Extracted records
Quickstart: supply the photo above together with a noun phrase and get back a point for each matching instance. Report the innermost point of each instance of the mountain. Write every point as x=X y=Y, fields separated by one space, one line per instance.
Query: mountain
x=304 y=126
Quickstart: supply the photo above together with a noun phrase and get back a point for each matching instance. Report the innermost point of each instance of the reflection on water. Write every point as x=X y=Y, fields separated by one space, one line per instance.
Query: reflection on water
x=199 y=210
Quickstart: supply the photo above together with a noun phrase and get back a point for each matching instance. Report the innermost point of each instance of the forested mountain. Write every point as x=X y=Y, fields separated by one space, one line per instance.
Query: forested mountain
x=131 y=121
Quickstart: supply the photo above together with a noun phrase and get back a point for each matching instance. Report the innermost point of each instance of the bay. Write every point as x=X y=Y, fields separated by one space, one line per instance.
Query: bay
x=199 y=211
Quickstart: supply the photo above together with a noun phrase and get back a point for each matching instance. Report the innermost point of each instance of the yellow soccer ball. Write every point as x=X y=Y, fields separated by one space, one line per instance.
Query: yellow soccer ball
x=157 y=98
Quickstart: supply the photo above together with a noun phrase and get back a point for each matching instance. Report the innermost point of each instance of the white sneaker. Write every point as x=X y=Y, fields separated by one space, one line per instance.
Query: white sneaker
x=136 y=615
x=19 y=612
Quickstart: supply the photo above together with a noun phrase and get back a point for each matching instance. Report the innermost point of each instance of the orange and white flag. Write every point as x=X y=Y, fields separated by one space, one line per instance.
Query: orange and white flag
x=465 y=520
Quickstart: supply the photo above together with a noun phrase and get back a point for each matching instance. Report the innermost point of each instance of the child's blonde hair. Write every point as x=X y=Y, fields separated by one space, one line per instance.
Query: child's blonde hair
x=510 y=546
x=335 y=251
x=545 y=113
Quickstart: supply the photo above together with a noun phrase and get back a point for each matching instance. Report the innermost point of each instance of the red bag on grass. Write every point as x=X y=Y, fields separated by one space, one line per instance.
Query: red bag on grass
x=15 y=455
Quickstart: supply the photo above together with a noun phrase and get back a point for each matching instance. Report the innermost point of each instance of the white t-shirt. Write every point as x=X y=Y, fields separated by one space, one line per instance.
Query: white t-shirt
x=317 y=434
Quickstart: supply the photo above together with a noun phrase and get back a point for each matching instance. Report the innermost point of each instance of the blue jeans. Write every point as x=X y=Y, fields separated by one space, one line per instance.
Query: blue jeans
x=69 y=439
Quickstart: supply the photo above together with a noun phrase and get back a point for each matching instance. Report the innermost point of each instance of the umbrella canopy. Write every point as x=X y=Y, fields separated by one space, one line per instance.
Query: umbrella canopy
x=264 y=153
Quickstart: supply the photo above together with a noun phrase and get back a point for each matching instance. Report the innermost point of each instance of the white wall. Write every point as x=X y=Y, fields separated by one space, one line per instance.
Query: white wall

What you are asked to do -
Format all of the material above as a numbered list with one line per entry, leaving out any blank lines.

Right answer -
1. Quickstart: supply the photo above together with a noun phrase and get back a point for each matching instance. Report the innermost point of each instance of the mountain. Write every point as x=X y=Y, fields separated by one space, one line per instance.
2. Query: mountain
3. x=304 y=126
4. Quickstart: supply the photo above together with a noun phrase and get back a point for each matching instance. Report the innermost point of each instance of the reflection on water. Write every point as x=X y=Y, fields separated by one space, one line per instance.
5. Query: reflection on water
6. x=199 y=210
7. Quickstart: supply the photo above together with a noun phrase and get back a point for each matching instance. Report the innermost point of each instance of the forested mountain. Write every point as x=X y=Y, fields separated by one space, one line per instance.
8. Query: forested mountain
9. x=131 y=121
10. Quickstart: supply the photo above together with a noun phrase and get back a point for each matching instance. Report the innermost point of each instance of the bay. Write every point as x=X y=Y, fields separated by one space, one line per instance.
11. Query: bay
12. x=199 y=211
13. Quickstart: supply the photo above together with a noun phrase and get back a point for each matching instance. Report the innermost point of each instance of the yellow soccer ball. Write every point as x=X y=Y, fields separated by one space, one line per instance.
14. Query: yellow soccer ball
15. x=157 y=98
16. Quickstart: supply the photo above together with a noun phrase and get back a point for each matching instance. Report the innermost point of each instance of the white sneaker. Write every point as x=X y=Y, fields separated by one space, one line per instance.
17. Query: white sneaker
18. x=136 y=615
19. x=19 y=612
20. Quickstart: supply the photo above together with a noun phrase and get back a point for each matching instance. Report the innermost point of each instance of the orange and white flag. Write every point as x=X y=Y, fields separated by one space, one line per instance.
21. Query: orange and white flag
22. x=465 y=520
23. Quickstart: supply the photo above together with a noun phrase and get back a point for each matching instance. Report the innermost point of each instance of the child's blonde hair. Write every point as x=X y=Y, fields separated by one space, one line per instance.
24. Query: child's blonde hair
25. x=510 y=546
26. x=335 y=251
27. x=545 y=113
28. Quickstart: supply the photo above together with a noun phrase and get back a point for each matching instance. Report the innermost point of each instance of the red bag on grass. Write every point as x=X y=Y, fields separated by one space, one line per instance.
29. Query: red bag on grass
30. x=15 y=455
31. Quickstart: supply the photo above together with a noun phrase and get back a point for each matching instance. Report the innermost point of each instance of the white t-shirt. Write every point as x=X y=Y, fields separated by one space, one line per instance.
32. Query: white t-shirt
33. x=317 y=434
34. Quickstart: supply the photo above together with a noun phrase and get back a point for each matching instance. Report the innermost point of each instance of the blue jeans. Write every point as x=X y=Y, fields separated by one space, one line per instance.
35. Query: blue jeans
36. x=69 y=439
37. Quickstart: supply the photo above together with a noun phrase and get back a point for each matching instance. Report the innermost point of each instance of the umbrella canopy. Write every point as x=X y=Y, fields separated by one space, one line per instance.
38. Query: umbrella canopy
39. x=264 y=153
40. Quickstart: supply the photo above together with a noun phrase and get back a point for each matching instance. Report the innermost point of each instance of the white wall. Write every point as x=X y=Y, fields separated by one space, one line per instance.
41. Query: white wall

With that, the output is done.